--- ACTION ITEM ---
Go through the records and extract every line with the word "wall".

--- EXTRACTED INFORMATION ---
· · · · ·

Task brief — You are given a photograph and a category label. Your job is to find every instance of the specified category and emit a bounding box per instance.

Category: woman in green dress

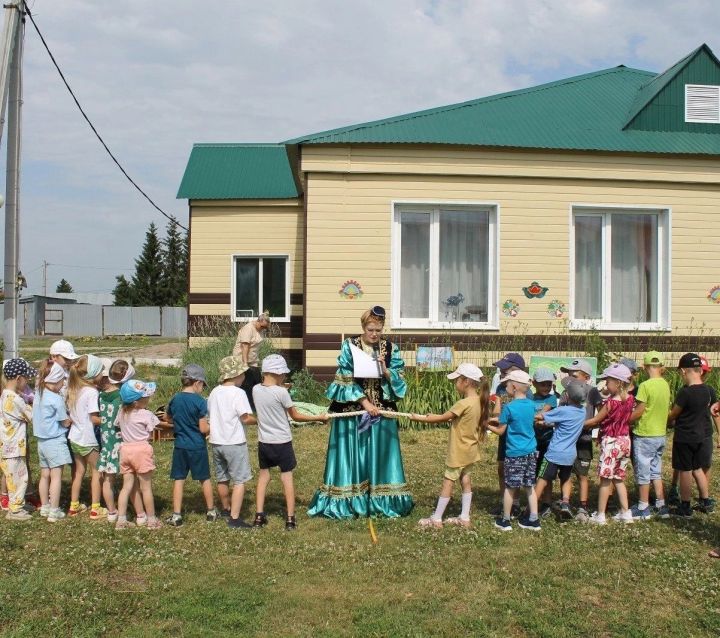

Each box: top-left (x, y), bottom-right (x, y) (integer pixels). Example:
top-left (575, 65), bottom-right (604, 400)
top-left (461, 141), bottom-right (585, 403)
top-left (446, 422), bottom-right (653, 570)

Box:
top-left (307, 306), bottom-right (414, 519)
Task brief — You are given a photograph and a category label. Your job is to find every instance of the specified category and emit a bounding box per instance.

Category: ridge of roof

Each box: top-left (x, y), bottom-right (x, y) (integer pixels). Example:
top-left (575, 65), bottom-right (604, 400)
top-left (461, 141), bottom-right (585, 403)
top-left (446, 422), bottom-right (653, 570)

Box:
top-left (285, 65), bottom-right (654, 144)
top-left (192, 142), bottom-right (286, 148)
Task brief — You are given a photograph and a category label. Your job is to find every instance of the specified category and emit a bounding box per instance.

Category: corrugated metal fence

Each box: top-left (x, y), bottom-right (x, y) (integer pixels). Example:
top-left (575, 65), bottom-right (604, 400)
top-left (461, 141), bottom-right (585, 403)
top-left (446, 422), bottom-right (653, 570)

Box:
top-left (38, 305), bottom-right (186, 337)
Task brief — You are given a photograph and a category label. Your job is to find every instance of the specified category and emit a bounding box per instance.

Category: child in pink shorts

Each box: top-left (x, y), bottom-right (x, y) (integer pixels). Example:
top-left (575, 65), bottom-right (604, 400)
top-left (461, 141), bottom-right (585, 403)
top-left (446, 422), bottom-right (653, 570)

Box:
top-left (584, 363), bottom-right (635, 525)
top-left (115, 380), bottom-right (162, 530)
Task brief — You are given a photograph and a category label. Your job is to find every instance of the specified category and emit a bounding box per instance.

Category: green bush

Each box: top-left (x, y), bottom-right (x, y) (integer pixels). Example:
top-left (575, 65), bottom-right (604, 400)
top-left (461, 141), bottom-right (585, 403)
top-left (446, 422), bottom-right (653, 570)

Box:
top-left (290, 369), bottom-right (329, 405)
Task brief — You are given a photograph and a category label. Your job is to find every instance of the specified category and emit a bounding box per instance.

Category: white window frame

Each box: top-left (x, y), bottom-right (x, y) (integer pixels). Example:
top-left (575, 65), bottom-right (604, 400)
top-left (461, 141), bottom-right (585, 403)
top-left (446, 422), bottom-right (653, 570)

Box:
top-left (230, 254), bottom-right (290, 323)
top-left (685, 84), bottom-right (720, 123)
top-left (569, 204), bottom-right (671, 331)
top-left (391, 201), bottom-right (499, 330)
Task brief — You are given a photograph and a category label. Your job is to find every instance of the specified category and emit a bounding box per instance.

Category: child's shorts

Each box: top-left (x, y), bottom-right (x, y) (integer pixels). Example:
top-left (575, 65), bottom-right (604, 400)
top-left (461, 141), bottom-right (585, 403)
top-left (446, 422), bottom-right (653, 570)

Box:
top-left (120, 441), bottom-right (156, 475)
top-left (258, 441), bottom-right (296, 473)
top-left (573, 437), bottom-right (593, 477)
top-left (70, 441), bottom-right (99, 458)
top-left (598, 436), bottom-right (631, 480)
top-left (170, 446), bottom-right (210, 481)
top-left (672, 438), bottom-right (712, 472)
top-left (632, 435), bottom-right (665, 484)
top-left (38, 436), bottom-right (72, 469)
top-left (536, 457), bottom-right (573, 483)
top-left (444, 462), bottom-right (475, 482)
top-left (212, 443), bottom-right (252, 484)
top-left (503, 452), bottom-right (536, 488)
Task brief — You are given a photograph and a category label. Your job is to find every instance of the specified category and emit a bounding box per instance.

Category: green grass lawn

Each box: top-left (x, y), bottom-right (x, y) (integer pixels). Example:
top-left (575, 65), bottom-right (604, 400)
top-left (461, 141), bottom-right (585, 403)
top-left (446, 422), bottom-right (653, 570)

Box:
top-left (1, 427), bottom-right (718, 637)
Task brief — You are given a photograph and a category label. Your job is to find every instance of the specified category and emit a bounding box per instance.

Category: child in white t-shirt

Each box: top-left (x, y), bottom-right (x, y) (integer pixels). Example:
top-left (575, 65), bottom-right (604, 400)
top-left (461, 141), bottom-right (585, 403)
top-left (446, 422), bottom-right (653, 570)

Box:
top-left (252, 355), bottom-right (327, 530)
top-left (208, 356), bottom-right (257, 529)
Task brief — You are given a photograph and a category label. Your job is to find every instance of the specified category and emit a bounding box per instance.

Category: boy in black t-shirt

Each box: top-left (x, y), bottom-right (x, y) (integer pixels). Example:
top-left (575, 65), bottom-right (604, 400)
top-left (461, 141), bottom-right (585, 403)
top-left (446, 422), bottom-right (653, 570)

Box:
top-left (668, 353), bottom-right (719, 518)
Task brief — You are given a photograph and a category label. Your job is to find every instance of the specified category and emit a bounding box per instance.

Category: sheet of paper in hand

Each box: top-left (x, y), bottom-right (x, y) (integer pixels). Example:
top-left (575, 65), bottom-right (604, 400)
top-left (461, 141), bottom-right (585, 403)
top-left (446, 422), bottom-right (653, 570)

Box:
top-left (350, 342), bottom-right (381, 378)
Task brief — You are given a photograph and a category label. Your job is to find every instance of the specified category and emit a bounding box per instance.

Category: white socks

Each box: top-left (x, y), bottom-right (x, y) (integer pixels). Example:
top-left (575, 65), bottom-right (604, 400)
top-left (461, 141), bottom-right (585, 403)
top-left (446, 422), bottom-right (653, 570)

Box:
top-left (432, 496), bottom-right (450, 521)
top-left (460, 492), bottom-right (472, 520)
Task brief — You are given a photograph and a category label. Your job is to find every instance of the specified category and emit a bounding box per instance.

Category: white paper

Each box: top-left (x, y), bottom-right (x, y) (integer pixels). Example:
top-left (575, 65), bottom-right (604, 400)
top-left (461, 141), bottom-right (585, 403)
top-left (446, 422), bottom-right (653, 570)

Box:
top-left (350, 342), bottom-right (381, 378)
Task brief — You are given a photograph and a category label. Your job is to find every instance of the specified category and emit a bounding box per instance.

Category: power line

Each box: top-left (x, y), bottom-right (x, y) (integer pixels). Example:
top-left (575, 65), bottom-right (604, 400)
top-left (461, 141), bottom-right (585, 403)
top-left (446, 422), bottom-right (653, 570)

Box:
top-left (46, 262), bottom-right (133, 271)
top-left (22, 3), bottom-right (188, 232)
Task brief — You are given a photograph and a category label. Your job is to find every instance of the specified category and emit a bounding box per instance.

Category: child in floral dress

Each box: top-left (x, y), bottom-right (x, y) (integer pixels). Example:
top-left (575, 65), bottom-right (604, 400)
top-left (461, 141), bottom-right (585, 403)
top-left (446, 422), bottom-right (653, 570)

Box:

· · · · ·

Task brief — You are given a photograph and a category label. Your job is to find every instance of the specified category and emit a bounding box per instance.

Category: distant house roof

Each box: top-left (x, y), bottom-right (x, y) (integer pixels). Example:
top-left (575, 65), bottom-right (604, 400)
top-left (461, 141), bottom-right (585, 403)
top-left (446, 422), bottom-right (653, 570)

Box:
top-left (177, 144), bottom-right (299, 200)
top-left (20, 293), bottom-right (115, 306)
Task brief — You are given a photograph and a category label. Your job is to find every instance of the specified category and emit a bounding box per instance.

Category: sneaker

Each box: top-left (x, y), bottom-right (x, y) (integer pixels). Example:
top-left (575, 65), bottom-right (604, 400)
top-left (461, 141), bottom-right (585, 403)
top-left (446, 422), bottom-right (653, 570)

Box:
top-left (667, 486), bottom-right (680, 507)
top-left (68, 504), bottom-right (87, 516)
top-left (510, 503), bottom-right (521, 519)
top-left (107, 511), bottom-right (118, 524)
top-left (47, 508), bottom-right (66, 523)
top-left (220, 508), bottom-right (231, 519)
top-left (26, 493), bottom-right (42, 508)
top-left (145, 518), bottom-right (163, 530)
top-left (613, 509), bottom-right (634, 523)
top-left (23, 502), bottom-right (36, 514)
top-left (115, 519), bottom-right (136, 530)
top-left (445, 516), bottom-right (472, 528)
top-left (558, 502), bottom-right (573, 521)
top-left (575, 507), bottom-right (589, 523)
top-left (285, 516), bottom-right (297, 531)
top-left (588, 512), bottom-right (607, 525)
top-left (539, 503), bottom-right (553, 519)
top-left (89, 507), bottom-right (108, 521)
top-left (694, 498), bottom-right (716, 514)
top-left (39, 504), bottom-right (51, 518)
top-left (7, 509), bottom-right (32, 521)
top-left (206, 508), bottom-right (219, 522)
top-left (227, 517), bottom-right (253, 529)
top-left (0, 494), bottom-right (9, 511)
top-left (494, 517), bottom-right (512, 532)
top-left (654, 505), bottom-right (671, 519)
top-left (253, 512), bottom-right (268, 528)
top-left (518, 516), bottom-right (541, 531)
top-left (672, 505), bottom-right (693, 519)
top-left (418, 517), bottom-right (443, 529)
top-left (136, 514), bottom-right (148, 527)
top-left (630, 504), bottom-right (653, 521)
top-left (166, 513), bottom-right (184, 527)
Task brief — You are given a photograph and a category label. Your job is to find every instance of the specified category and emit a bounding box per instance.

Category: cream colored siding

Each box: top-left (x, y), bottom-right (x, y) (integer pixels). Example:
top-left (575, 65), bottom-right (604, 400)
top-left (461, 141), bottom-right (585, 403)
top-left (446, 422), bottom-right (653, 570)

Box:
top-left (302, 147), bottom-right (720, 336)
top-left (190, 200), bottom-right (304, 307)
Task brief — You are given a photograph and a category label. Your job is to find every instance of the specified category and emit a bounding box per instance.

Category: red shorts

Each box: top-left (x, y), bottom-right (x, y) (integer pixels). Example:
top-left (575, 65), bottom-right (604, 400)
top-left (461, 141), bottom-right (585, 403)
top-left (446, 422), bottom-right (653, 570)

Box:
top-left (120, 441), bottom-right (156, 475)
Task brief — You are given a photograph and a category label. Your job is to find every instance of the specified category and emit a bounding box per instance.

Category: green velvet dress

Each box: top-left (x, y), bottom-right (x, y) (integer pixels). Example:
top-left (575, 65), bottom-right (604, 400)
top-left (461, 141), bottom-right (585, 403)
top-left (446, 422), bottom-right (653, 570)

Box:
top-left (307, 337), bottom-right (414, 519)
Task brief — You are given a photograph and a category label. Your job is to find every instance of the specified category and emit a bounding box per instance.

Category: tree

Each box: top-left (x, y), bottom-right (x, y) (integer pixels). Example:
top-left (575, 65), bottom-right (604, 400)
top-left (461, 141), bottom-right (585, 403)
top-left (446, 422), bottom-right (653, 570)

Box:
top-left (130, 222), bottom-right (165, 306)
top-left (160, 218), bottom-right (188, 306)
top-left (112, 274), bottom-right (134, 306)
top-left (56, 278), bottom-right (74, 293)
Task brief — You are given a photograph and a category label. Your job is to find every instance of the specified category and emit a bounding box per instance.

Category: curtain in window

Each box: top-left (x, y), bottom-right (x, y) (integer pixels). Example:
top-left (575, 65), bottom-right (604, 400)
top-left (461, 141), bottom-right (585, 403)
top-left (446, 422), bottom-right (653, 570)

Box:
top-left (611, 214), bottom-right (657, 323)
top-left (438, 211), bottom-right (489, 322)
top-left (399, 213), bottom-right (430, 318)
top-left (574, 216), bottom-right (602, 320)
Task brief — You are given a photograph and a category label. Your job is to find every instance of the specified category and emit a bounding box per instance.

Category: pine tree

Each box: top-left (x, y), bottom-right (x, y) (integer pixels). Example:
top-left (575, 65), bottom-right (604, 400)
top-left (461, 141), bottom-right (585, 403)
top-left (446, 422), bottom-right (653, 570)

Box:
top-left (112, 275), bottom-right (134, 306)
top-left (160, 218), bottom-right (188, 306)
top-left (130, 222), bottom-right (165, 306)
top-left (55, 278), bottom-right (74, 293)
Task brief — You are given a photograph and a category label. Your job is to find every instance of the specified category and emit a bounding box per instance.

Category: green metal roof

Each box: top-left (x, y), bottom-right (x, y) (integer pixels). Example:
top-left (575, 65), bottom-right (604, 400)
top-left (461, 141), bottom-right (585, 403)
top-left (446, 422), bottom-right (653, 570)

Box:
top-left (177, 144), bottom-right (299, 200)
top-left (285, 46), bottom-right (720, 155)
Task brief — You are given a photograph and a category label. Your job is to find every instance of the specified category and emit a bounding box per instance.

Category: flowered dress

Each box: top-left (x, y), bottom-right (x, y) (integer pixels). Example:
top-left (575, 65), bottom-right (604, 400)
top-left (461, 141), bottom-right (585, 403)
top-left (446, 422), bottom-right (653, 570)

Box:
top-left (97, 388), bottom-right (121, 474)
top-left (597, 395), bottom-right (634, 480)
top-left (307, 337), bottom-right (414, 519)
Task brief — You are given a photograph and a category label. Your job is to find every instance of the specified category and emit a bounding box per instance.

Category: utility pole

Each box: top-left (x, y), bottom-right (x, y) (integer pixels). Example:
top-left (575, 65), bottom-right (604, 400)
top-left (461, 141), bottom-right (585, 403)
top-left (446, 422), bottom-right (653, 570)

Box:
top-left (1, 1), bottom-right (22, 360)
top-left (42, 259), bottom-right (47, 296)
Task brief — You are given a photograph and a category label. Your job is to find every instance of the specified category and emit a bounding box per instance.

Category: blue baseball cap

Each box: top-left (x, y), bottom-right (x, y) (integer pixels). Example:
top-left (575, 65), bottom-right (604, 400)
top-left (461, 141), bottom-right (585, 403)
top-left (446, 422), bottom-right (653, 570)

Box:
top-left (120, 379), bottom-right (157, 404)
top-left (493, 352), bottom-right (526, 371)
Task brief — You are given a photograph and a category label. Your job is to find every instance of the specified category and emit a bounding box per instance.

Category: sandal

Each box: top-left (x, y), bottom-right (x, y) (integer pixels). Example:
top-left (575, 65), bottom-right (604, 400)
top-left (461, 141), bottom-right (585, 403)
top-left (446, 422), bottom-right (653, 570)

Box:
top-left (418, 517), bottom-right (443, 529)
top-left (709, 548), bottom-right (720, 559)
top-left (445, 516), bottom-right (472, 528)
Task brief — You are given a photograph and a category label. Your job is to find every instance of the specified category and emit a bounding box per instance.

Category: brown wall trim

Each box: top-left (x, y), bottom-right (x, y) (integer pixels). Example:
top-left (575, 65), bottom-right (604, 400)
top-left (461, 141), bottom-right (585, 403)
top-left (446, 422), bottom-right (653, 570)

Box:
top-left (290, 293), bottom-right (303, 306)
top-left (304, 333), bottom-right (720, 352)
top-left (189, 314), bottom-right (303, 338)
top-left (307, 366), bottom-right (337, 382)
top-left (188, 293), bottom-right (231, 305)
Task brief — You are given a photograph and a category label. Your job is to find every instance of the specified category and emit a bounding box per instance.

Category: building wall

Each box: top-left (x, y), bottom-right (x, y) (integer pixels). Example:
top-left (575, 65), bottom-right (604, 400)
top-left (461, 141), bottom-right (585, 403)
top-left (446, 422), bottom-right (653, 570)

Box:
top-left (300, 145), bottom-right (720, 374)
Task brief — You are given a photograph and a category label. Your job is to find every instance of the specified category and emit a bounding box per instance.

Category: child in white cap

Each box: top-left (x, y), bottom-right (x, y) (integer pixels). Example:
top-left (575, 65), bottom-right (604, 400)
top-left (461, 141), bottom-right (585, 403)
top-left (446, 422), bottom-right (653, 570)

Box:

· · · · ·

--- RESPONSE ---
Category: brown wall trim
Category: building wall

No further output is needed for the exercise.